EXCERPTED TEXT:
*** Begin section ***

Personal information
- Born: August 18, 1960 (age 65) Pine Bluff, Arkansas, U.S.
- Listed height: 6 ft 3 in (1.91 m)
- Listed weight: 170 lb (77 kg)

Career information
- High school: Pueblo (Tucson, Arizona)
- College: Arizona State (1978–1982)
- NBA draft: 1982: 1st round, 11th overall pick
- Drafted by: Portland Trail Blazers
- Playing career: 1982–1994
- Position: Point guard / shooting guard
- Number: 12, 21

Career history
- 1982–1984: Portland Trail Blazers
- 1984–1990: Denver Nuggets
- 1990–1994: Dallas Mavericks

Career highlights
- 2× NBA All-Star (1988, 1990); All-NBA Second Team (1987); NBA All-Defensive Second Team (1988); No. 12 retired by Denver Nuggets; 2× First-team All-Pac-10 (1981, 1982); No. 12 jersey retired by Arizona State Sun Devils;

Career NBA statistics
- Points: 10,433 (13.9 ppg)
- Rebounds: 4,523 (6.0 rpg)
- Assists: 4,696 (6.2 apg)
- Stats at NBA.com
- Stats at Basketball Reference

= Fat Lever =

American basketball player (born 1960)

*** End section ***

STUDY MATERIAL:
*** Begin section ***

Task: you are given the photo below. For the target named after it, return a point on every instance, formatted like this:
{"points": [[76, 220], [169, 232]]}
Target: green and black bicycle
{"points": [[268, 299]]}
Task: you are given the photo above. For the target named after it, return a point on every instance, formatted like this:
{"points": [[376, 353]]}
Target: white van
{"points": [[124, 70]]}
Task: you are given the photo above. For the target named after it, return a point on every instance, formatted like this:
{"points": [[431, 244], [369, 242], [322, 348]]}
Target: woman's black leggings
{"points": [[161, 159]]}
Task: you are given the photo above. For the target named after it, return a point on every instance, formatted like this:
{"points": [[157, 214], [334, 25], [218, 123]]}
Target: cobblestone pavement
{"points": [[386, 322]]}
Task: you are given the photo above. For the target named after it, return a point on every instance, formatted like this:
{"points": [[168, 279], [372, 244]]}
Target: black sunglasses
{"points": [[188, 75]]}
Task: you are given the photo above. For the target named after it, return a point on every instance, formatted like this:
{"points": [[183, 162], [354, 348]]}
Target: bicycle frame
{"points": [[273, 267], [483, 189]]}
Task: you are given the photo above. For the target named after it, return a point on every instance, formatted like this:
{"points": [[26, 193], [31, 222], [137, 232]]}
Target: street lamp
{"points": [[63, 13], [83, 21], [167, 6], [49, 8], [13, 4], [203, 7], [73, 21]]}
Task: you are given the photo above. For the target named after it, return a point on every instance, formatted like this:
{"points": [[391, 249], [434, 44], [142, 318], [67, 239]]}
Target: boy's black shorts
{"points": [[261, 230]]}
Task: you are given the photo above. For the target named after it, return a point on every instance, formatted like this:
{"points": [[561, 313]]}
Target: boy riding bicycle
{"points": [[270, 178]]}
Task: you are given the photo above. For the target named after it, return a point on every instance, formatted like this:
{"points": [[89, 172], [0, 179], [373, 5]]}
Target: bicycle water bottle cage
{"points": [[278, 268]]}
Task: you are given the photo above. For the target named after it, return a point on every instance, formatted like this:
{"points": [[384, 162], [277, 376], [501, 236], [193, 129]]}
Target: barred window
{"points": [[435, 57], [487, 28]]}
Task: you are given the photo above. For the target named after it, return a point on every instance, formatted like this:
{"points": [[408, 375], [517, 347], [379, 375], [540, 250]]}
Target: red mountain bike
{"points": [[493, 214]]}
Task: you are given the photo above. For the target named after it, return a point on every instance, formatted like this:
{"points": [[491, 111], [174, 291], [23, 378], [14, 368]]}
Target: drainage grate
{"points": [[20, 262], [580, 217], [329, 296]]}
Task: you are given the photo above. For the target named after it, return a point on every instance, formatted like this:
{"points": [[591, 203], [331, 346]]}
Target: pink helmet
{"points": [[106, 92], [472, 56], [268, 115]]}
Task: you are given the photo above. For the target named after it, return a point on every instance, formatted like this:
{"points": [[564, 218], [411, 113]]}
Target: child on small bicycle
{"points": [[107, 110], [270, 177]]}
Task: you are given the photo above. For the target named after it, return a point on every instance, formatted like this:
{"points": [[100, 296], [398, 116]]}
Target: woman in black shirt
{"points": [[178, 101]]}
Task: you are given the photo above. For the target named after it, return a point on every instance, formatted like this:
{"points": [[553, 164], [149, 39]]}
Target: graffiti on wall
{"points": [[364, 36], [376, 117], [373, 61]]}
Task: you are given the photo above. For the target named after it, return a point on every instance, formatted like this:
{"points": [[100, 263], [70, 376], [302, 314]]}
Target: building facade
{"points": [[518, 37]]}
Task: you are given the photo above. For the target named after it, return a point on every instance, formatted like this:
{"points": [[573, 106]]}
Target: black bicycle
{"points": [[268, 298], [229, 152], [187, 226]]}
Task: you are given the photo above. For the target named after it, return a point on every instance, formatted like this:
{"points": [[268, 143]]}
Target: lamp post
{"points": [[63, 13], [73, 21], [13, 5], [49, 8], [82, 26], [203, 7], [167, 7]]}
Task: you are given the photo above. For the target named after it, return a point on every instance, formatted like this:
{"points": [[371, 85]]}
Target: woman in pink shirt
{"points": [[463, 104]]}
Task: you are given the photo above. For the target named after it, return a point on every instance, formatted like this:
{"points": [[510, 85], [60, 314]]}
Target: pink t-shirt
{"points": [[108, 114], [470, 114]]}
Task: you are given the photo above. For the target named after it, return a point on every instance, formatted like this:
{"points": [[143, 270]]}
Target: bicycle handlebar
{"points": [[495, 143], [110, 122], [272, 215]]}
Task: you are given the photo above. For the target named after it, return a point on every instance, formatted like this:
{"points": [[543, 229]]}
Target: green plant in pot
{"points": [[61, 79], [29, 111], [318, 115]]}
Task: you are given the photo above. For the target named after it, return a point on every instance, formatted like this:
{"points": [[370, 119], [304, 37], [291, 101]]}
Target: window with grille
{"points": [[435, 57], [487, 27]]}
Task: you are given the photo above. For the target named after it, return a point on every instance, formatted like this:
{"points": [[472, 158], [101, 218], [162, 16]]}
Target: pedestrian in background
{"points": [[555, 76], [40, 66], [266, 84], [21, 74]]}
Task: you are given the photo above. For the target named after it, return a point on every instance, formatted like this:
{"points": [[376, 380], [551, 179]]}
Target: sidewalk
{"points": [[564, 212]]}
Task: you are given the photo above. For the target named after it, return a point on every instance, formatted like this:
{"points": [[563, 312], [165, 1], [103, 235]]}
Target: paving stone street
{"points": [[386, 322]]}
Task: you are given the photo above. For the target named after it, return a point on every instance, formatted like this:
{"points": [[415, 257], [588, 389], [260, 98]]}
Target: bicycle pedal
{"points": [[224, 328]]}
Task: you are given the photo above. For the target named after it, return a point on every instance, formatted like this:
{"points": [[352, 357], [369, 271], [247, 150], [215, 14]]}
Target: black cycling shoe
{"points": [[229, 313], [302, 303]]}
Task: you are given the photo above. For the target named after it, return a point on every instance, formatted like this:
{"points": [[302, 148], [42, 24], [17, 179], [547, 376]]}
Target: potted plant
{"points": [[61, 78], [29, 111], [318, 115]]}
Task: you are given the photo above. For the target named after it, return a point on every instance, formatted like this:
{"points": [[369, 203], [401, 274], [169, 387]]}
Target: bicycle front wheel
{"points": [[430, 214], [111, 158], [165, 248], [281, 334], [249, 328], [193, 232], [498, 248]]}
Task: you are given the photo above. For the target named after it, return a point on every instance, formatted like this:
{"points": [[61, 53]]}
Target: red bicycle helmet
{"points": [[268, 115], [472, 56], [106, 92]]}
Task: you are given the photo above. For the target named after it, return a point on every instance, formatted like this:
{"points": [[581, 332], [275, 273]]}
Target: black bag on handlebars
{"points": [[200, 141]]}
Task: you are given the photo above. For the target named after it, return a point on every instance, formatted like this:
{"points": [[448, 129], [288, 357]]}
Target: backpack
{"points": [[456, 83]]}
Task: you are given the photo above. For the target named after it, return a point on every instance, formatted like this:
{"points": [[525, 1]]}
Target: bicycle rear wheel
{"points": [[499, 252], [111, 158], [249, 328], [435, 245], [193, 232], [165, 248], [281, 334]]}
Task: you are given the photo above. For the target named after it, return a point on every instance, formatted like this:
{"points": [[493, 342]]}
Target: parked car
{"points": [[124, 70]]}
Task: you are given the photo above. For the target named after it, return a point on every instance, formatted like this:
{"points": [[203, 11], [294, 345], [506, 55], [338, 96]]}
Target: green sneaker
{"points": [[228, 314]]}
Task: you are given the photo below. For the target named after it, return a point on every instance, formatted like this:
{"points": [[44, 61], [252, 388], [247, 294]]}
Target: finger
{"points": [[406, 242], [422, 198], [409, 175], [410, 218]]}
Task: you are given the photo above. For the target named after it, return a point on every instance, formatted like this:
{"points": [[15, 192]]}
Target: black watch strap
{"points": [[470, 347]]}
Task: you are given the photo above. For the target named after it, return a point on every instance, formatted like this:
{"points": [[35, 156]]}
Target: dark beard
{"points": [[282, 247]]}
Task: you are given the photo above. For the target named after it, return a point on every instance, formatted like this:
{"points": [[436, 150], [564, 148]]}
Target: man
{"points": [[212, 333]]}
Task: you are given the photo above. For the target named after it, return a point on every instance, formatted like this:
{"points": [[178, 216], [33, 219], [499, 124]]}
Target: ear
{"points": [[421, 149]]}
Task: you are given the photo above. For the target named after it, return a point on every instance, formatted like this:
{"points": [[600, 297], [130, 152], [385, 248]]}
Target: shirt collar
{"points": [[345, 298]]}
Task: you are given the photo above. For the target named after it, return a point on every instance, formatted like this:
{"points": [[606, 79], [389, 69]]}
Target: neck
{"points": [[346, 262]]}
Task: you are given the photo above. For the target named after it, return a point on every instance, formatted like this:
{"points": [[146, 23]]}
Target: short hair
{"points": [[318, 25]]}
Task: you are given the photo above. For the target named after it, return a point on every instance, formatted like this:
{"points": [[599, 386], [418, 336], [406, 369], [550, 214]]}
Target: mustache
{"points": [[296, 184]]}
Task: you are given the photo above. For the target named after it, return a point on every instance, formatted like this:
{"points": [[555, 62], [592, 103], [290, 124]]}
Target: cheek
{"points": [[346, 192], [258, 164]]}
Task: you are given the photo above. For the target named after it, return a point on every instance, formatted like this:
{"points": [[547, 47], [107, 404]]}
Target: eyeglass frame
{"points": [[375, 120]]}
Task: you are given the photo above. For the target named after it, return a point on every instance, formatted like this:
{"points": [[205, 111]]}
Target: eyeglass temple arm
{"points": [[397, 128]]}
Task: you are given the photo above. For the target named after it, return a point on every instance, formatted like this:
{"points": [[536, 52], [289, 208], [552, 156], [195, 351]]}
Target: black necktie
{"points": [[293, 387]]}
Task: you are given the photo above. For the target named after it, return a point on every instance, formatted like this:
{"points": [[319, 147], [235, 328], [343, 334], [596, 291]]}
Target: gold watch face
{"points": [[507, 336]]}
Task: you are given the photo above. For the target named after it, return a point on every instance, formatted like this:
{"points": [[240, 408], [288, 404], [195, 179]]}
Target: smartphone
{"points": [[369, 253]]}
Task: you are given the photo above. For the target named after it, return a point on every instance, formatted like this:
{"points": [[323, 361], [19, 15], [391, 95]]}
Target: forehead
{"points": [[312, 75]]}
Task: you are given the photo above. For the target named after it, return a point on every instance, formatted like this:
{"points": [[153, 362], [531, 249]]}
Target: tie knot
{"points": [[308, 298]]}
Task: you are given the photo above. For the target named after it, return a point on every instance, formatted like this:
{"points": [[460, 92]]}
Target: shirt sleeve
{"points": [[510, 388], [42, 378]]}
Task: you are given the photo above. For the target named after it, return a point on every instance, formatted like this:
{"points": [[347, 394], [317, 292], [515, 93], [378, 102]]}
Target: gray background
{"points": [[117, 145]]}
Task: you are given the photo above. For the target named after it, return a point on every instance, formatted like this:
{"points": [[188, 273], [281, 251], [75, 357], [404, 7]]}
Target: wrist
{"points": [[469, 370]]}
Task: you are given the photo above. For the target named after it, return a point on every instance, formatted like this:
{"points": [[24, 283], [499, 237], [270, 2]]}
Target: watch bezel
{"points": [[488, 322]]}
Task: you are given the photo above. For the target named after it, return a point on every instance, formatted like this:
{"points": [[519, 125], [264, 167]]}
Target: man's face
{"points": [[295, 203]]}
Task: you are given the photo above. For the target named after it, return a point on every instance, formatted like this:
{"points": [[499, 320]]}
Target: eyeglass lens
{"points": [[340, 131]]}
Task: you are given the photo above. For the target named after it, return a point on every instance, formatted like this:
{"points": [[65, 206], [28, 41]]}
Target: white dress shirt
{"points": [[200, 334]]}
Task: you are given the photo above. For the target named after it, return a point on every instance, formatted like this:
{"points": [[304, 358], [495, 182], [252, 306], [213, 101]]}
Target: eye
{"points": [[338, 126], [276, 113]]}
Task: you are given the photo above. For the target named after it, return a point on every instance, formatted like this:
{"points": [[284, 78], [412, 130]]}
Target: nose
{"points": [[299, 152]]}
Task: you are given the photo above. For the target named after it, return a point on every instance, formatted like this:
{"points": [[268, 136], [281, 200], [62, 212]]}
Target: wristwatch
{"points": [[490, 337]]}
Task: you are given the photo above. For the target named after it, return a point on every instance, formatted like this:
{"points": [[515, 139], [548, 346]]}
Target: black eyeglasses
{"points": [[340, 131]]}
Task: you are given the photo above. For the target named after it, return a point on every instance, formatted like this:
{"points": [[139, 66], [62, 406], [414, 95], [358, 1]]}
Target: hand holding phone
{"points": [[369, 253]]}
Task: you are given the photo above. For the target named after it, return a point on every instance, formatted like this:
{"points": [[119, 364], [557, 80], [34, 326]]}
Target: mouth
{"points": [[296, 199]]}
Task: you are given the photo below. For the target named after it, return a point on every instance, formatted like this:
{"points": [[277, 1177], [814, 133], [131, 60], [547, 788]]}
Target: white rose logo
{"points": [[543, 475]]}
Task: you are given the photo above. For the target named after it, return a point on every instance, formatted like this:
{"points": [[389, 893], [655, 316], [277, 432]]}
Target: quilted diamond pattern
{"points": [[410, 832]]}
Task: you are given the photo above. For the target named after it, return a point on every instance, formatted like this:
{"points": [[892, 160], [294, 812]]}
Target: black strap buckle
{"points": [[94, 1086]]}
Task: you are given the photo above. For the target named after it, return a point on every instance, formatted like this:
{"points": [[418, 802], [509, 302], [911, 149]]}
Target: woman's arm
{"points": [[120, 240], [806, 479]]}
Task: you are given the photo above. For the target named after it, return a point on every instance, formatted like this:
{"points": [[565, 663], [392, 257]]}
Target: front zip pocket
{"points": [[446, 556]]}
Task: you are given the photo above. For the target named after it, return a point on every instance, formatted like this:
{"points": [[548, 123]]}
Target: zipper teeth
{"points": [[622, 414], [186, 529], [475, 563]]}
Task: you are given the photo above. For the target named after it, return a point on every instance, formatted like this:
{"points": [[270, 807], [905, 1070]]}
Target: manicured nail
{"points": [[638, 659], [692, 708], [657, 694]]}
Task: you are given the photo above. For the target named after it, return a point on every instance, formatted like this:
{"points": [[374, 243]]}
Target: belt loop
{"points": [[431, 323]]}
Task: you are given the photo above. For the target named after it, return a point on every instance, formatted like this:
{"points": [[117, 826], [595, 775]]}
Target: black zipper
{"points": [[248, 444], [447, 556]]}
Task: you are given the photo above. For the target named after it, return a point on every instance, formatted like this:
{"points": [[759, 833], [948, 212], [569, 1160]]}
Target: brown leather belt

*** End section ***

INSTRUCTIONS:
1. Please extract the passage of the Fat Lever profile that starts at the words "Career highlights" and ends after "4,523 (6.0 rpg)".
2. Which team drafted the player, according to the Fat Lever profile?
3. List every team in the career history section of the Fat Lever profile.
The entries come from a separate source and are unrelated to the Fat Lever profile.

SOLUTIONS TO THE EXERCISE:
1.
Career highlights
- 2× NBA All-Star (1988, 1990); All-NBA Second Team (1987); NBA All-Defensive Second Team (1988); No. 12 retired by Denver Nuggets; 2× First-team All-Pac-10 (1981, 1982); No. 12 jersey retired by Arizona State Sun Devils;

Career NBA statistics
- Points: 10,433 (13.9 ppg)
- Rebounds: 4,523 (6.0 rpg)

2. The Portland Trail Blazers.

3. Portland Trail Blazers, Denver Nuggets, Dallas Mavericks